Israelisasi Al-Quds & Finishing Touch Trump
[PORTAL-ISLAM.ID] Di Tepi Barat (West Bank), ada sebuah bukit, dari atas bukti itu rakyat Palestina di Tepi Barat dapat melihat Qudus (Yerusalem), tapi yang terlihat hanya kubah emas yang menyala indah ketika disinari cahaya matahari.
Rakyat Palestina di Tepi Barat dan Gaza tidak diijinkan masuk ke Qudus tanpa clearance (izin) dari Otoritas Israel yang secara detail menyebutkan jam masuk dan jam keluar mereka dari Qudus! Tidak jauh dari bukit itu terdapat check point tentara Israel sepanjang wall tunnel. Tantara Israel akan melarang warga Palestina untuk masuk ke Qudus apabila tidak memiliki clearance atau “blue card”. Blue card itu adalah ID yang dimiliki rakyat Palestina sebelum tahun 1948!
Tampaknya proses Yahudisasi atau lebih tepatnya Israelisasi sedang benar-benar dilakukan secara Terstruktur, Sistematis, dan Masif di dalam kota Qudus itu, kota yang menjadi pusat “clash” sejak berabad-abad lalu. Padahal, sekitar dua dekade yang lalu, warga Tepi Barat dapat dengan mudahnya masuk ke Qudus tanpa perlu clearance dan syarat macam-macam. Bahkan, katanya sebelum itu mereka bebas naik mobil dan nongkrong di pantai Haifa atau Yafa.

▶ DATA YANG DIBERIKAN:
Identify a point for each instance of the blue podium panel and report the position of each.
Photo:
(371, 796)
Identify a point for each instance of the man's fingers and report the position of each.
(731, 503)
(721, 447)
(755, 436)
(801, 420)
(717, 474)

▶ DAFTAR TUGAS:
1. Salin dengan tepat bagian teks tentang Israelisasi Al-Quds dari "Rakyat Palestina di Tepi Barat dan" sampai "sebelum tahun 1948!".
2. Teruskan teks tentang Israelisasi Al-Quds mulai setelah kalimat terakhirnya.
Baris-baris itu tidak berperan apa pun di sini.

▶ JAWABAN TERTULIS:
1.
Rakyat Palestina di Tepi Barat dan Gaza tidak diijinkan masuk ke Qudus tanpa clearance (izin) dari Otoritas Israel yang secara detail menyebutkan jam masuk dan jam keluar mereka dari Qudus! Tidak jauh dari bukit itu terdapat check point tentara Israel sepanjang wall tunnel. Tantara Israel akan melarang warga Palestina untuk masuk ke Qudus apabila tidak memiliki clearance atau “blue card”. Blue card itu adalah ID yang dimiliki rakyat Palestina sebelum tahun 1948!

2.
Hari ini, setidaknya ada 13 check point dan pintu pemeriksaan yang dipasang oleh Israel pasca Intifadhah tahun 2000 yang memisahkan Qudus dengan Tepi Barat. Proses Yahudisasi sudah berjalan lebih dari 69 tahun, persetujuan Trump untuk memindahkan ibukota kemarin hanyalah finishing touch dari program yang sudah berjalan 69 tahun itu. Apalagi katanya AS sudah "konsultasi" dengan negara-negara Islam sebelum Trump mengumumkan keputusannya itu.
Yahudisasi salah satunya dilakukan dengan pembiasaan warga sekitar dengan tulisan, kultur dan “muka-muka” Yahudi yang berseliweran di Qudus. Hampir semua fasilitas umum di Qudus Barat atau Timur sangat kental dengan karakteristik Israel. Warga dibiasakan dengan hal itu, sehingga besok ketika Israel benar-benar menduduki kota itu, mereka akan menerima saja, wong wis biasa! Seperti kita, umat Islam sudah terbiasa mendengar penderitaan dan pembunuhan terhadap warga Palestina, Yaman, Suriah, Irak, Libya, jadi paling cuma mengecam, sehari dua hari juga jadi biasa.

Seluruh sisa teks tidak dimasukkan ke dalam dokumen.